EXTRAIT PROPOSÉ —
· · · · · · ·
Sans les difficultés d’Adel, la vie aurait été paisible…
Selon d’anciens camarades d’école, le garçon a toujours eu des
difficultés psychologiques et aurait bénéficié d’un suivi dès l’enfance.
Sans être un délinquant, il traînait avec des petits voyous de la cité.
« Un gamin pas méchant mais compliqué » «Un gamin pas méchant mais compliqué»,
raconte un voisin. Puis est venue la « radicalisation ». Depuis
deux ans, la famille vit un enfer. Deux fois, il a fallu aller chercher
Adel lorsqu’il a tenté de se rendre en Syrie, en mars et mai 2015. Il
est alors mis en examen et placé en détention provisoire. Selon les
informations publiées par Le Monde,
il partage sa cellule de Fleury-Mérogis avec un Saoudien et fréquente
un jeune Français revenu du djihad. Sa famille accepte de le reprendre à
la maison pendant son aménagement de peine et son placement sous
bracelet électronique. « Elle a demandé de l’aide aux pouvoirs publics
mais n’en a pas trouvé. Elle s’est sentie seule », confie une relation.
Et puis il y a eu l’affaire « Adel Bouaoun », un copain de quartier
parti en Syrie avec les papiers d’Adel. Farid, le père de Bouaoun, a
porté plainte contre Adel, lui reprochant d’avoir « retourné le
cerveau » de son fils. Les Kermiche avaient plutôt le sentiment du
contraire. « Nous avons dû intervenir », explique Mohammed Karabila,
le président de l’association de la mosquée Yahya. « Les Kermiche ne
fréquentaient pas la mosquée, mais nous avions monté une structure pour
suivre les jeunes en risque de radicalisation, alors nous avons suivi le
dossier. » Faute de moyens et de subventions, l’association a renoncé à
cette initiative. Mardi, alors que le quartier était bouclé par la
police, le jeune frère Bouaoun a été interpellé et placé en garde à vue
pour avoir violé le périmètre de sécurité autour de la maison des
Kermiche…
Vendredi, Abdellatif Hmito, l’imam d’Oissel, choisi pour son
érudition et sa maîtrise parfaite du français, a dit le prêche à la
mosquée de Saint-Étienne-du-Rouvray – l’imam remplaçant celui en congés
ne parlant pas le français… Hmito, qui use à volonté de la formule
« liberté, égalité, fraternité », est plus conforme à l’esprit
républicain. Depuis l’assassinat, les représentants de la communauté
musulmane ont multiplié les signes de soutien à leurs frères
catholiques. L’association des musulmans de Saint-Étienne du Rouvray,
qui a accroché l’inscription « Mosquée en deuil », a invité vendredi deux prêtres à venir s’exprimer avant la prière
devant les fidèles. Les familles musulmanes, elles, se sont déplacées
en nombre pour déposer des gerbes et des bougies devant la mairie,
devant l’église et lors de la manifestation du parc Gagarine.
· · · · · · ·
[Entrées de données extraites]
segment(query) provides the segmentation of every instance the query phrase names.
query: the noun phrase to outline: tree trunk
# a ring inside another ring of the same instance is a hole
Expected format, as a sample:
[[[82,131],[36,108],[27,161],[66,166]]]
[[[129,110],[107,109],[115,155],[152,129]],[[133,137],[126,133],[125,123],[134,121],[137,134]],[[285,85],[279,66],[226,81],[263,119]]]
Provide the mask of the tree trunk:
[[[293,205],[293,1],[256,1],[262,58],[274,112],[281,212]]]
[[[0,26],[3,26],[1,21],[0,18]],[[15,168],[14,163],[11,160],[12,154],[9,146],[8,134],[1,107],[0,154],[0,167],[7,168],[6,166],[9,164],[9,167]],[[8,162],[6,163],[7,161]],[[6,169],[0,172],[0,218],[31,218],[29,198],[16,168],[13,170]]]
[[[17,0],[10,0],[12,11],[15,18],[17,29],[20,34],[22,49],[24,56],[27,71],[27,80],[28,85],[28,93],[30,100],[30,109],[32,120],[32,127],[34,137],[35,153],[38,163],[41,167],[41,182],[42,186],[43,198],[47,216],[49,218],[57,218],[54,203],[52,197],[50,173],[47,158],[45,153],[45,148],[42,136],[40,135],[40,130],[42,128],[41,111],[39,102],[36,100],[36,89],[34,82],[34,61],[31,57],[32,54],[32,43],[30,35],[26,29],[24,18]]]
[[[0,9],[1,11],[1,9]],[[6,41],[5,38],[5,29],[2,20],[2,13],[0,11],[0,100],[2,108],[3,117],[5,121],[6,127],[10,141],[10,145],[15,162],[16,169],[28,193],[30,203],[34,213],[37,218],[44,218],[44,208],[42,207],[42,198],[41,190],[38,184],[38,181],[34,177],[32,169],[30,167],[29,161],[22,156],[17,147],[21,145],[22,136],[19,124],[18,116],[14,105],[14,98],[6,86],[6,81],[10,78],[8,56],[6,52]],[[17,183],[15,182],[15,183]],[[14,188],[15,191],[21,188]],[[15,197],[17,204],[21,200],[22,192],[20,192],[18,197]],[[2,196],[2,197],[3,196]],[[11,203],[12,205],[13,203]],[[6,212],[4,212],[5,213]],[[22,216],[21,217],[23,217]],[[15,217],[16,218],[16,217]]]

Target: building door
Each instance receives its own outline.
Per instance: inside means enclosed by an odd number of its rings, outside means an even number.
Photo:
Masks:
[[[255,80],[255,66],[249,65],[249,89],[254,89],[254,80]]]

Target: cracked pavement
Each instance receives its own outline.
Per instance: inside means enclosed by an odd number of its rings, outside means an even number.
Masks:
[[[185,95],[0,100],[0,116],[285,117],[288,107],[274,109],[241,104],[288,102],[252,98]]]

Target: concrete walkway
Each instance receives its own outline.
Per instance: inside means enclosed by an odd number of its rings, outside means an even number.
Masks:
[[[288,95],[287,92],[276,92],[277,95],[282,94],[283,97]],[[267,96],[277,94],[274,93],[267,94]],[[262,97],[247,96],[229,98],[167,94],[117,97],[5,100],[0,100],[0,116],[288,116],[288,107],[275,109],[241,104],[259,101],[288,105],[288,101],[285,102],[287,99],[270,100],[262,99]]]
· · · · · · ·
CONSIGNE DE L'EXERCICE —
Recopiez, s'il vous plaît, le passage de l'extrait sur la famille Kermiche qui va de « Sans les difficultés » à « de la cité. ».

RÉPONSE COMPLÈTE —
Sans les difficultés d’Adel, la vie aurait été paisible…
Selon d’anciens camarades d’école, le garçon a toujours eu des
difficultés psychologiques et aurait bénéficié d’un suivi dès l’enfance.
Sans être un délinquant, il traînait avec des petits voyous de la cité.